# Data for this task:
╭──

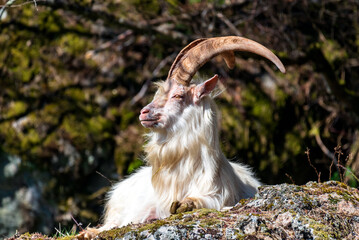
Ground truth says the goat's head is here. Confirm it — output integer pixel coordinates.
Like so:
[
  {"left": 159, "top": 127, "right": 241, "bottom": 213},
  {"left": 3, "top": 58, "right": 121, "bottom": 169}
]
[{"left": 140, "top": 36, "right": 285, "bottom": 129}]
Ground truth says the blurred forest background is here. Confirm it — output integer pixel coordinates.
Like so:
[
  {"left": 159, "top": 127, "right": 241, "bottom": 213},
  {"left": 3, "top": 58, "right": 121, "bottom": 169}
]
[{"left": 0, "top": 0, "right": 359, "bottom": 237}]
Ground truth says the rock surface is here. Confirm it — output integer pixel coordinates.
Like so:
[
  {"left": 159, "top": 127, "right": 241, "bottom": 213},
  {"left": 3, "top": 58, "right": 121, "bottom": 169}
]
[
  {"left": 5, "top": 181, "right": 359, "bottom": 239},
  {"left": 97, "top": 181, "right": 359, "bottom": 239}
]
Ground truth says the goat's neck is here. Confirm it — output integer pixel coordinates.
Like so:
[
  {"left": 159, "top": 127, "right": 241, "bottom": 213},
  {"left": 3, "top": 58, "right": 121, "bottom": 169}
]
[{"left": 145, "top": 99, "right": 223, "bottom": 177}]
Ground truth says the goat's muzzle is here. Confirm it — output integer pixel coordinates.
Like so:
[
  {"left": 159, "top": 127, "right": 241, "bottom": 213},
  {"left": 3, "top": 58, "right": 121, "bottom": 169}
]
[{"left": 139, "top": 106, "right": 160, "bottom": 128}]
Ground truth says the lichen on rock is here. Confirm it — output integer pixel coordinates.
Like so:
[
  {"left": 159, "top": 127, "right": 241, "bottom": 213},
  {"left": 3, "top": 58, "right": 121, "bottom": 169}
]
[{"left": 97, "top": 181, "right": 359, "bottom": 239}]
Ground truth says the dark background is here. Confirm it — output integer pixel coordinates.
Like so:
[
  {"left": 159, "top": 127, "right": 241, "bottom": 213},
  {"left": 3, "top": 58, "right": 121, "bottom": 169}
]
[{"left": 0, "top": 0, "right": 359, "bottom": 237}]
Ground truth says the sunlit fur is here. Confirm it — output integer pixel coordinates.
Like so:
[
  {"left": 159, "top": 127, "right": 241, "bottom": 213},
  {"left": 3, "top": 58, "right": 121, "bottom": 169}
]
[{"left": 100, "top": 80, "right": 260, "bottom": 230}]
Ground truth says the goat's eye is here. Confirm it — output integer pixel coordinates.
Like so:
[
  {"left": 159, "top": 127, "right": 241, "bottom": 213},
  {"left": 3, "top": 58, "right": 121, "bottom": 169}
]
[{"left": 172, "top": 94, "right": 183, "bottom": 99}]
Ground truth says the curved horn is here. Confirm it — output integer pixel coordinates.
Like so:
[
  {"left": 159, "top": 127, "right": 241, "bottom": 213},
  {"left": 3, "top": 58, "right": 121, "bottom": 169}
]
[{"left": 167, "top": 36, "right": 285, "bottom": 86}]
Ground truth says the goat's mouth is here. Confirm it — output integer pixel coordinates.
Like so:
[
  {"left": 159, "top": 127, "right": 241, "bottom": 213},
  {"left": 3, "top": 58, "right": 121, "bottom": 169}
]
[{"left": 140, "top": 118, "right": 159, "bottom": 128}]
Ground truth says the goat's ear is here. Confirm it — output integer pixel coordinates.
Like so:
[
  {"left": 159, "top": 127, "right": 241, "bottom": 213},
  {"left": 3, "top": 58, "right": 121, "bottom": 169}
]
[{"left": 193, "top": 74, "right": 218, "bottom": 104}]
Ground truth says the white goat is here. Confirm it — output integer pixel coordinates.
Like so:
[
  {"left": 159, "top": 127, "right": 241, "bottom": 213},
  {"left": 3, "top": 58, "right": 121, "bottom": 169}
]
[{"left": 80, "top": 37, "right": 285, "bottom": 237}]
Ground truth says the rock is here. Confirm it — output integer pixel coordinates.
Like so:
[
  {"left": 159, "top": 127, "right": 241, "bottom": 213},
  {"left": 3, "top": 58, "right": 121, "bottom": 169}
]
[{"left": 97, "top": 181, "right": 359, "bottom": 239}]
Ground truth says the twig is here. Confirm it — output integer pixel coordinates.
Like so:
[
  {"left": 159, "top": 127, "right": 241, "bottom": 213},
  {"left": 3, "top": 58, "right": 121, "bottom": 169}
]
[
  {"left": 305, "top": 148, "right": 321, "bottom": 183},
  {"left": 0, "top": 0, "right": 16, "bottom": 20},
  {"left": 216, "top": 12, "right": 242, "bottom": 36},
  {"left": 131, "top": 53, "right": 176, "bottom": 105},
  {"left": 334, "top": 145, "right": 343, "bottom": 182},
  {"left": 70, "top": 214, "right": 84, "bottom": 231},
  {"left": 85, "top": 29, "right": 133, "bottom": 59},
  {"left": 338, "top": 165, "right": 359, "bottom": 183},
  {"left": 33, "top": 0, "right": 39, "bottom": 11}
]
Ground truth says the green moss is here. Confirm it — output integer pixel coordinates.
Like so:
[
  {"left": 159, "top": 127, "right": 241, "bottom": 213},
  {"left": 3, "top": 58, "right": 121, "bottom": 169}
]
[
  {"left": 138, "top": 219, "right": 168, "bottom": 233},
  {"left": 98, "top": 226, "right": 132, "bottom": 239}
]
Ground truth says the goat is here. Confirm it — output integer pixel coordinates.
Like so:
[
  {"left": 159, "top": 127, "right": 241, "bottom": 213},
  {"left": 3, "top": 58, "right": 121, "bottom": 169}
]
[{"left": 80, "top": 36, "right": 285, "bottom": 238}]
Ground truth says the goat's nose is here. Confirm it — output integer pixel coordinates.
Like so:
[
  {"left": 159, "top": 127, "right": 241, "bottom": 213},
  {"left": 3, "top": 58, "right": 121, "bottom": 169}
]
[{"left": 141, "top": 107, "right": 150, "bottom": 114}]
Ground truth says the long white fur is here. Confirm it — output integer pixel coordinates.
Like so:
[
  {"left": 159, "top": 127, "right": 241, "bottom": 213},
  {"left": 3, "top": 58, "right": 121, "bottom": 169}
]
[{"left": 99, "top": 84, "right": 260, "bottom": 231}]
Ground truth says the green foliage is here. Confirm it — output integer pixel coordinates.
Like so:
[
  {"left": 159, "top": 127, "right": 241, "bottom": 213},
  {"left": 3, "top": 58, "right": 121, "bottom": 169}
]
[{"left": 0, "top": 0, "right": 359, "bottom": 237}]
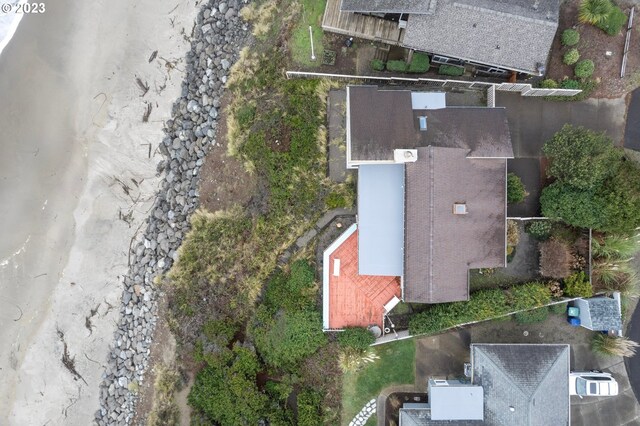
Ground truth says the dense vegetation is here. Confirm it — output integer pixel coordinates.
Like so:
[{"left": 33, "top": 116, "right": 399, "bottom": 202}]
[{"left": 540, "top": 125, "right": 640, "bottom": 233}]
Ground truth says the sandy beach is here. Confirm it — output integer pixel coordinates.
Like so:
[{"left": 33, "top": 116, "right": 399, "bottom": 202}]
[{"left": 0, "top": 0, "right": 197, "bottom": 425}]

╰──

Return each line from the rows above that contains the string "background".

# Written response:
Ground truth says the blurred forest background is here. Confirm it — output integer pixel coordinates.
Ground truth says the dark background is here. Confirm it — output integer pixel coordinates.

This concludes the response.